* WORK TO DO *
Locate the line that contains "of the beach". Reproduce it and all following lines up to the end of the material, exactly and with nothing added.

## BEGIN SOURCE MATERIAL

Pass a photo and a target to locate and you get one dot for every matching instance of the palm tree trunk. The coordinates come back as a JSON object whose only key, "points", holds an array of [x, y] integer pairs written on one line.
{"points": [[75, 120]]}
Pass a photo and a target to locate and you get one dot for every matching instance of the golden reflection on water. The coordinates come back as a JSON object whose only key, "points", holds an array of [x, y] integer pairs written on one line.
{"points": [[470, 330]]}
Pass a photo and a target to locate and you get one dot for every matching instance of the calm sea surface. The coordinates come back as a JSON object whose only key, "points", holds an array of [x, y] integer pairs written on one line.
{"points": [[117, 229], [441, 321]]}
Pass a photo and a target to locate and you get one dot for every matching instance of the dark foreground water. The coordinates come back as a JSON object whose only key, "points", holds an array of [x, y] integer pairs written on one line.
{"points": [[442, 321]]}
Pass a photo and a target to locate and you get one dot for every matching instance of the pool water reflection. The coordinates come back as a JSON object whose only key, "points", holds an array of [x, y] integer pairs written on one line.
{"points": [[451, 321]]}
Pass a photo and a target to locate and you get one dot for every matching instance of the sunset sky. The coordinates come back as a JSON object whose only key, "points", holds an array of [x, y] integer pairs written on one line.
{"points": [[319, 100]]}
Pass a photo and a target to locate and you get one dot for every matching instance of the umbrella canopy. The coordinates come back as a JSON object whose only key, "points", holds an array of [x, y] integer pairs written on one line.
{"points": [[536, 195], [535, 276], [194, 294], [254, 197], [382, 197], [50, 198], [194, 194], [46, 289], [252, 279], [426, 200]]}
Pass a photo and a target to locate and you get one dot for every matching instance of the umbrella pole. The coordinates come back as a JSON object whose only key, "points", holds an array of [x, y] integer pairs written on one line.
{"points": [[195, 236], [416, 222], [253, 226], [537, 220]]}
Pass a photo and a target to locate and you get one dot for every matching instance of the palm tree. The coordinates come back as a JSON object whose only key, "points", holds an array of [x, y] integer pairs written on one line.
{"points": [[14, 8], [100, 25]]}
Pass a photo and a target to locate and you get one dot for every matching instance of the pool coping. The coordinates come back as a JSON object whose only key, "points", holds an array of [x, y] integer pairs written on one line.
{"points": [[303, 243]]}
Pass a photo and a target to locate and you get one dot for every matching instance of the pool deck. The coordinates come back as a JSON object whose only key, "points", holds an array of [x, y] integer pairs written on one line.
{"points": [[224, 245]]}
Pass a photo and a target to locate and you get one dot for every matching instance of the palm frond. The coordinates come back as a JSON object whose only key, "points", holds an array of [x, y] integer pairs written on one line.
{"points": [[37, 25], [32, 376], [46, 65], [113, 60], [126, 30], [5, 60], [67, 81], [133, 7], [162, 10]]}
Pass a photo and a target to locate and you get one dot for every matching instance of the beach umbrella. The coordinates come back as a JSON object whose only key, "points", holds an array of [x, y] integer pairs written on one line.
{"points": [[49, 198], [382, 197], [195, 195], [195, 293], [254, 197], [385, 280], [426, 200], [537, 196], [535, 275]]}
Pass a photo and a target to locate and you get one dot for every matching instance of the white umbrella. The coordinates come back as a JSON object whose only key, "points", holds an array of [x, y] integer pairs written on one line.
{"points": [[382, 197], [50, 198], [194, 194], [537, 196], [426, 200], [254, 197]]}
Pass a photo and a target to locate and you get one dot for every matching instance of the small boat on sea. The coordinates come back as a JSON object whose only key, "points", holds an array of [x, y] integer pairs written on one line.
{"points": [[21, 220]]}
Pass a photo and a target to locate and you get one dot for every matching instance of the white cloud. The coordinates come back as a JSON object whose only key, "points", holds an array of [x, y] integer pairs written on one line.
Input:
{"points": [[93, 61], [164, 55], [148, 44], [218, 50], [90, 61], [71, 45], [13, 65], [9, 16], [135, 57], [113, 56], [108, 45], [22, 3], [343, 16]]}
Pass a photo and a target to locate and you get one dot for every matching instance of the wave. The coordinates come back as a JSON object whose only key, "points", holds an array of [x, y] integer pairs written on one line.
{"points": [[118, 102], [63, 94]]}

## END SOURCE MATERIAL

* REPLY *
Pass a photo and a target to locate and you get one dot for every matching instance of the beach umbrella. The coordinates come back as a JSON object whose only key, "points", holds an array of [x, y] integer pairs written on one line.
{"points": [[49, 198], [382, 197], [195, 195], [195, 293], [254, 197], [385, 280], [426, 200], [537, 196], [535, 275]]}
Pass a photo and a target to locate and you get one dot for every matching instance of the white umbrella. The coordinates come back as a JSON object whose only key, "points", holds an array of [x, y] integer pairs written on one line.
{"points": [[382, 197], [50, 198], [194, 194], [537, 196], [426, 200], [254, 197]]}
Pass a photo and a target to locate and you get one dot for every matching instance of the small boat on sea. The coordinates come back as a JSON object whose only key, "points", holds an array of [x, y] integer pairs written on one line.
{"points": [[21, 220]]}
Pass a photo and a target to locate and you get one dot for every matching instance of the white cloud. The coordinates come back as a JSON object whose only key, "points", holds an array of [x, y] integer pairs written on one line.
Input:
{"points": [[93, 61], [164, 55], [148, 44], [218, 50], [90, 61], [71, 45], [13, 65], [9, 16], [135, 57], [113, 56], [108, 45], [22, 3], [343, 16]]}
Pass a photo and a target to locate and you get one dot for every matching instance of the wave. The coordinates come back as a JSON object whose only key, "points", holds an array of [x, y] integer pairs written on one line.
{"points": [[118, 102], [63, 94]]}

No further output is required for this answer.